Leave out the pictures and repeat everything else in the records exactly.

SUPPLIED RECORDS START

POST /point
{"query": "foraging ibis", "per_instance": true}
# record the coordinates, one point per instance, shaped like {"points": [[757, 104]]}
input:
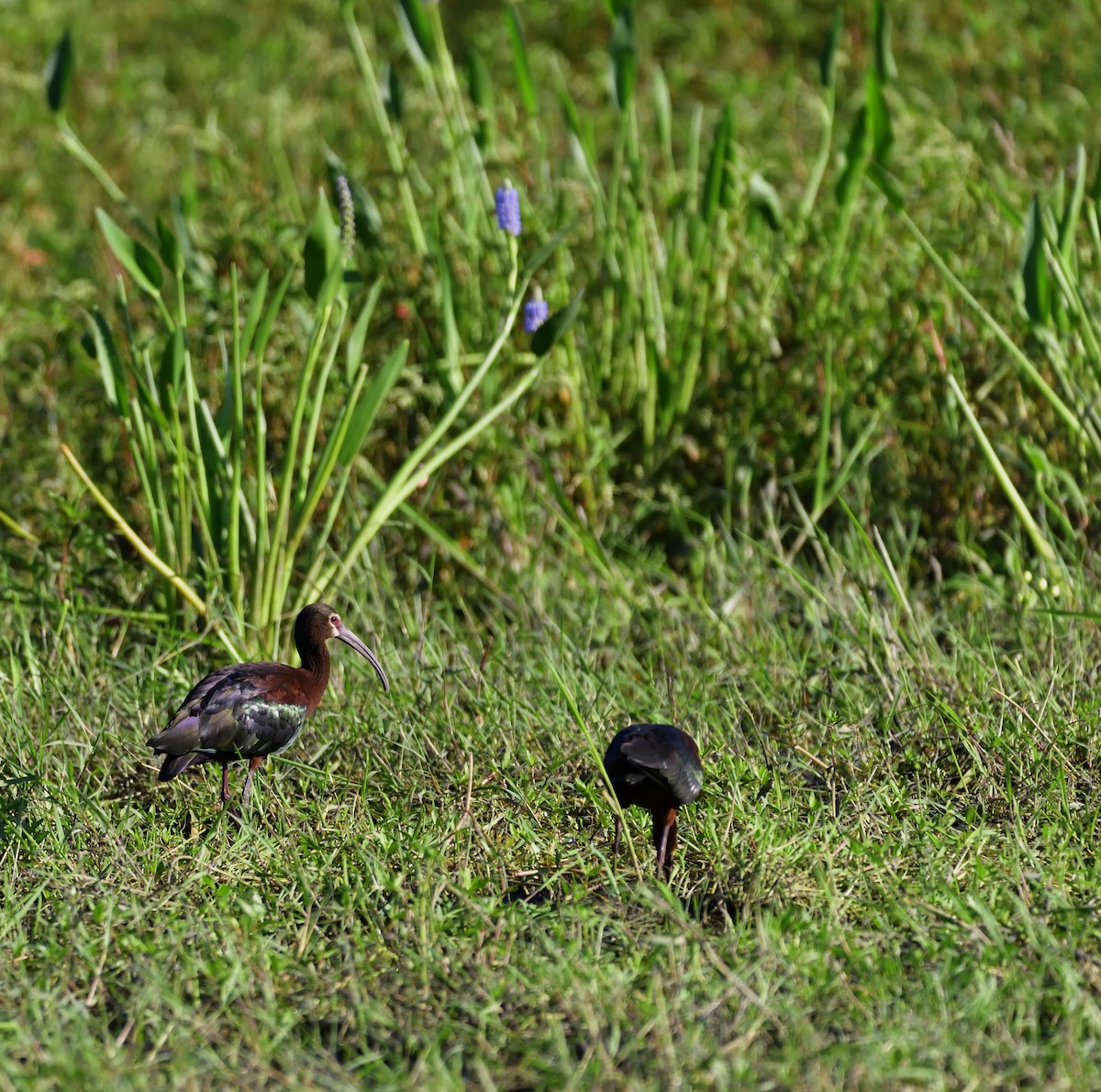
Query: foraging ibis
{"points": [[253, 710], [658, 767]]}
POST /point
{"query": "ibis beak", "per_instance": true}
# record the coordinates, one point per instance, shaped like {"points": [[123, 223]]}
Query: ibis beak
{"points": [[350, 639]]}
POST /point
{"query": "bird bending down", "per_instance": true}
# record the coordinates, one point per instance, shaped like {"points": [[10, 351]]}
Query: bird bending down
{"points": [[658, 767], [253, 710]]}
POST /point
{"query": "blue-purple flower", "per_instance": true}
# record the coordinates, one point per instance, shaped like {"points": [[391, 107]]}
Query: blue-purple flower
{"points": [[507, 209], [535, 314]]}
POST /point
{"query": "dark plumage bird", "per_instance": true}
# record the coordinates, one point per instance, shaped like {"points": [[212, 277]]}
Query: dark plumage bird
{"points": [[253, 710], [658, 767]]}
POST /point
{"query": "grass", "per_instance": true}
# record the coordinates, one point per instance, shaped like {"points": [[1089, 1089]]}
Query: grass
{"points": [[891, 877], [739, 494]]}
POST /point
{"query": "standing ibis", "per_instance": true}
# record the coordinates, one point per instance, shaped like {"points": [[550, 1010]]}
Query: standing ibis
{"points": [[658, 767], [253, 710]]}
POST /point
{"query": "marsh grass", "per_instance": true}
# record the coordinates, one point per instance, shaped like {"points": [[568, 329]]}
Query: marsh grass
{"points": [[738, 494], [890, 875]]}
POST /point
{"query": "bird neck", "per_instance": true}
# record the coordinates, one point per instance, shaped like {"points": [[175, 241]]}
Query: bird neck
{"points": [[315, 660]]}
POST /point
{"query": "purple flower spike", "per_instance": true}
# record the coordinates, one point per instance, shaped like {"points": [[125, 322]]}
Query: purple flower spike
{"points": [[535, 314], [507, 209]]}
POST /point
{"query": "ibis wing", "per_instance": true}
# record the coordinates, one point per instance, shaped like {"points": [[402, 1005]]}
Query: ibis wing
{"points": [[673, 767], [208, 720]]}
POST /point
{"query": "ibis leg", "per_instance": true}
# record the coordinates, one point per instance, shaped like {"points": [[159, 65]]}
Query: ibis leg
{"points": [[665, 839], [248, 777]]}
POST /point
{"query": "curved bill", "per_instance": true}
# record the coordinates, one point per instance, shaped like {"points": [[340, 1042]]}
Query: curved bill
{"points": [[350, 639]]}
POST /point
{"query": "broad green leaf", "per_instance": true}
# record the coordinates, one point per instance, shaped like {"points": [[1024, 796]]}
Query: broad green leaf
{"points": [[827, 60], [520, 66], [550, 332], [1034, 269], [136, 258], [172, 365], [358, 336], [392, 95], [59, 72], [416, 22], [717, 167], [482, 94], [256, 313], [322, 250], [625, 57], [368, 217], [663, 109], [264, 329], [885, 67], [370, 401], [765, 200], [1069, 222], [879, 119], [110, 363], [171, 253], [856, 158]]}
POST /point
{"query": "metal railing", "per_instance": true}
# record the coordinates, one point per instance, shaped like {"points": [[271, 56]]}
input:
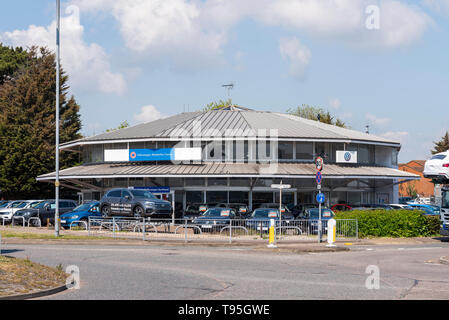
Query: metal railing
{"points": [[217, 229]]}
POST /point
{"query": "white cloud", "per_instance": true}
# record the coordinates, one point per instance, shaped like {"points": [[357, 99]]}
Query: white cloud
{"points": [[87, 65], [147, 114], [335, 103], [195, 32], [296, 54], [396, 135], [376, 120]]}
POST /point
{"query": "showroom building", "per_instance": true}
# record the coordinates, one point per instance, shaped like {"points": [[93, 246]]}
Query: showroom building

SUPPLIED RECORDS END

▸ YOUR RESPONSE:
POST /point
{"query": "foraging ibis", "per_instance": true}
# record the coordinates, one point per instance, shaped like {"points": [[757, 104]]}
input:
Query: foraging ibis
{"points": [[253, 710], [658, 767]]}
POST /point
{"query": "ibis beak", "per_instance": true}
# record the coordinates, one point per instance, shaped like {"points": [[123, 223]]}
Query: ibis beak
{"points": [[350, 639]]}
POST /point
{"query": "bird bending down", "per_instance": true}
# record the coordinates, one point per instance, shaped like {"points": [[10, 351]]}
Query: bird bending down
{"points": [[658, 767], [253, 710]]}
POST /point
{"query": "blue-purple flower", "per_instance": true}
# record the coordinates, one point per instance, shaped like {"points": [[391, 107]]}
Query: blue-purple flower
{"points": [[507, 209], [535, 314]]}
POST /point
{"query": "dark plumage bird", "per_instance": true}
# record the coordinates, one point per instance, shaped like {"points": [[212, 277]]}
Query: dark plumage bird
{"points": [[253, 710], [658, 767]]}
POST /point
{"query": "grass", "per_instance": true}
# record the coordinates, one point per instance, shaped like {"points": [[1089, 1089]]}
Query: grass
{"points": [[891, 877], [739, 494]]}
POST /point
{"query": "standing ibis", "per_instance": true}
# record the coordinates, one point per instance, shaped like {"points": [[550, 1010]]}
Query: standing ibis
{"points": [[658, 767], [253, 710]]}
POST /point
{"query": "marsh grass", "per_instance": true}
# record the coordinates, one point per instance, shaped like {"points": [[568, 329]]}
Query: marsh grass
{"points": [[738, 494], [890, 875]]}
POST /point
{"query": "bird neck", "per_instance": true}
# record the coordinates, one point per instance, shaped like {"points": [[175, 241]]}
Query: bird neck
{"points": [[315, 660]]}
POST /point
{"query": "purple flower spike", "per_instance": true}
# record the coordinates, one point per instance, shaped like {"points": [[125, 322]]}
Query: purple flower spike
{"points": [[535, 314], [507, 209]]}
POST /point
{"query": "ibis wing", "per_instance": true}
# record the coordinates, one point per instance, shaped like {"points": [[402, 1005]]}
Query: ibis wing
{"points": [[673, 767], [208, 720]]}
POST /point
{"query": "ibis leg", "per_instance": true}
# record the coordinates, one point per instance, shaped like {"points": [[159, 65]]}
Query: ibis leg
{"points": [[665, 839], [248, 777]]}
POST /point
{"query": "curved bill", "per_instance": true}
# record the coordinates, one point per instance, shaped like {"points": [[340, 1042]]}
Query: curved bill
{"points": [[350, 639]]}
POST /point
{"query": "broad green leaf", "per_instance": true}
# record the coordinates, one point per instance, shaped like {"points": [[1024, 796]]}
Query: broad green leaf
{"points": [[827, 60], [520, 66], [550, 332], [1034, 269], [136, 258], [172, 365], [358, 336], [392, 95], [59, 72], [416, 22], [717, 167], [482, 94], [256, 313], [322, 250], [625, 57], [368, 217], [663, 109], [264, 329], [885, 67], [370, 401], [765, 200], [1069, 222], [879, 119], [110, 363], [171, 253], [856, 158]]}
POST /point
{"query": "metal railing", "per_instance": true}
# record the coordinates, one point per instance, shaped like {"points": [[271, 56]]}
input:
Query: metal railing
{"points": [[217, 229]]}
POST /point
{"query": "white cloud", "per_instance": true}
# record the coordinates, one point per instance, shaped like {"points": [[357, 99]]}
Query: white cloud
{"points": [[87, 65], [147, 114], [335, 103], [195, 32], [296, 54], [396, 135], [376, 120]]}
POST /point
{"query": "showroom building", "per_instance": true}
# record the coordinates, one point per instance, shaped like {"points": [[93, 246]]}
Query: showroom building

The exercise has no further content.